__What needs to be done__:
Copy out the following records word for word, from the start through the line containing "top-left (819, 339), bottom-right (865, 373)", including both ends.

(Records of labeled boxes)
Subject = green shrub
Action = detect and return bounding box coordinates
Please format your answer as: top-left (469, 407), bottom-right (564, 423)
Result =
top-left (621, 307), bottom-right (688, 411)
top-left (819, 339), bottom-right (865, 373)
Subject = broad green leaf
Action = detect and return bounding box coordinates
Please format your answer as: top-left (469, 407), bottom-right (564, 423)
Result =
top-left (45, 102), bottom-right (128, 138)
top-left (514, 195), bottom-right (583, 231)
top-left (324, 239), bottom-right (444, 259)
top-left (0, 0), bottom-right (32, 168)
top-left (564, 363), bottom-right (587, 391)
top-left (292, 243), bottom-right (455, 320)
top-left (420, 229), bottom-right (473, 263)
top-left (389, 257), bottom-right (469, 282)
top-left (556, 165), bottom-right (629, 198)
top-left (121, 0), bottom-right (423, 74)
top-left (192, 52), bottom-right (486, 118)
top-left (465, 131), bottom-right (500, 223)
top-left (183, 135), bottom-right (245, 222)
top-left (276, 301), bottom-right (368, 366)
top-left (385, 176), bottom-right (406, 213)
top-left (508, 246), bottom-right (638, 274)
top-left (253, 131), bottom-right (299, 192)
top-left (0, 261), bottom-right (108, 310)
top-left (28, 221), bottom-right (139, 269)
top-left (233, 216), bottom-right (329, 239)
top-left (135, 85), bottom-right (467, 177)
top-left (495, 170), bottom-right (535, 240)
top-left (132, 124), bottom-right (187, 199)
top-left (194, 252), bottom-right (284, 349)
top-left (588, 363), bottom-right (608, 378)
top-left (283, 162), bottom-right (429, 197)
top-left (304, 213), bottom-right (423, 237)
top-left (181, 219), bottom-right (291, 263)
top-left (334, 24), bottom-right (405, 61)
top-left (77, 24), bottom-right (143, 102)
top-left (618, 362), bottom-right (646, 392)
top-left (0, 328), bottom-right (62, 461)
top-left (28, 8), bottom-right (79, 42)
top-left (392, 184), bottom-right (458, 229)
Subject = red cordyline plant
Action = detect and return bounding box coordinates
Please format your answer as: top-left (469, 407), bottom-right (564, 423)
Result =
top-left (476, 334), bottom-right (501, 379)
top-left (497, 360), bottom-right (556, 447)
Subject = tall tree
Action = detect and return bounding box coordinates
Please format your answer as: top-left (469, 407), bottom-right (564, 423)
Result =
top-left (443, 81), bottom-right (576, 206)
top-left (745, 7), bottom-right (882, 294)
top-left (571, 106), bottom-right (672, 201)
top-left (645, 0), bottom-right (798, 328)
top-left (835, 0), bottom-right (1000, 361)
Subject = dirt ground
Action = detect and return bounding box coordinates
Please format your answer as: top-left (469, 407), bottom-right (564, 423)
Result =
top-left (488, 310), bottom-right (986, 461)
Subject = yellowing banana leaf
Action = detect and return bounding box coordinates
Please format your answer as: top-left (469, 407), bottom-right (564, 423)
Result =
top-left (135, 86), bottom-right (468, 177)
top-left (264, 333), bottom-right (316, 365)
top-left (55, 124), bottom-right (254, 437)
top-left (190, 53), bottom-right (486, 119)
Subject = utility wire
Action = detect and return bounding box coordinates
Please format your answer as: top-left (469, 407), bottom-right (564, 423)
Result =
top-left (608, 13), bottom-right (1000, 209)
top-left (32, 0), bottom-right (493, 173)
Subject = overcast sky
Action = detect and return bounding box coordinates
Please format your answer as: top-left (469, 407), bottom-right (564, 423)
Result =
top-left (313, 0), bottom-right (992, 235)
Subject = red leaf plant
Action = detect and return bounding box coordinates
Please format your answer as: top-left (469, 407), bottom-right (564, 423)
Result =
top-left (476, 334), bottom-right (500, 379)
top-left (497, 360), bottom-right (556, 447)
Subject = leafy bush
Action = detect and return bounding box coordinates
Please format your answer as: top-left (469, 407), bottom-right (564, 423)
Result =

__Exercise answer__:
Subject = green shrub
Action = detect and return bounding box coordinates
Please format your answer as: top-left (469, 407), bottom-right (564, 423)
Result =
top-left (621, 307), bottom-right (688, 411)
top-left (819, 339), bottom-right (865, 373)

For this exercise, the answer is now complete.